─── EXTRAIT À LIRE ───
Richard Matheson, Le jeune homme, la mort et le temps

Mû par un amour hors du com­mun, Richard C. Col­lier va tra­ver­ser le temps pour rejoindre sa bien-aimée

Richard C. Col­lier est décédé pré­ma­tu­ré­ment à 36 ans. Son frère Robert fait publier le jour­nal que Richard a tenu à la fin de sa vie, non par révé­rence fra­ter­nelle mais pour léguer à la pos­té­rité une his­toire d’amour en tous points hors du commun.

En novembre 1971, donc, Richard Col­lier, atteint d’une tumeur au cer­veau incu­rable, part au hasard sur les routes après avoir confié à une pièce de mon­naie le soin de lui indi­quer la direc­tion à suivre. Plus rien à espé­rer, rien d’autre à faire que de jouir du répit que laissent par­fois les migraines. D’un style ellip­tique, télé­gra­phique, allant au rythme des pen­sées qui lui tra­versent l’esprit, le nar­ra­teur rend compte du pay­sage, des aléas de la cir­cu­la­tion, de ses menus faits et gestes. Les verbes se suc­cèdent, se bous­culent, mûs par une urgence chao­tique ; puis les phrases s’étoffent, l’écriture change à la faveur d’une pho­to­gra­phie, le por­trait d’Elise McKenna, célèbre actrice de théâtre du début du XXe siècle.
─── DONNÉES FOURNIES ───
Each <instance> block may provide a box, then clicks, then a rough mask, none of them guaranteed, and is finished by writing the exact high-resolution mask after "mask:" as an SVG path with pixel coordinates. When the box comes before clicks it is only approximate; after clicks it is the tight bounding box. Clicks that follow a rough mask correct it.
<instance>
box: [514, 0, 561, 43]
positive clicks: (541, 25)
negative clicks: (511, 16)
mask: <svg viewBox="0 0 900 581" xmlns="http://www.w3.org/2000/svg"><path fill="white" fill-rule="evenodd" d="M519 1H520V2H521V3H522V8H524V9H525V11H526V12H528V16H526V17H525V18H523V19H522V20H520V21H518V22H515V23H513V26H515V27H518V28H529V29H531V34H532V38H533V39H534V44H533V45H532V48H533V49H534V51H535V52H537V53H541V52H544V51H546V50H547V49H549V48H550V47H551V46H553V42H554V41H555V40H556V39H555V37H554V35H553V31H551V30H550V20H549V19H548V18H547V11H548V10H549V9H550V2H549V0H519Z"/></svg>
───
**À VOUS**
Traduisez en anglais cette phrase de l'extrait à lire : « Plus rien à espérer, rien d'autre à faire que de jouir du répit que laissent parfois les migraines. »

**TÂCHE RÉALISÉE**
Nothing left to hope for, nothing else to do but enjoy the respite that the migraines sometimes allow.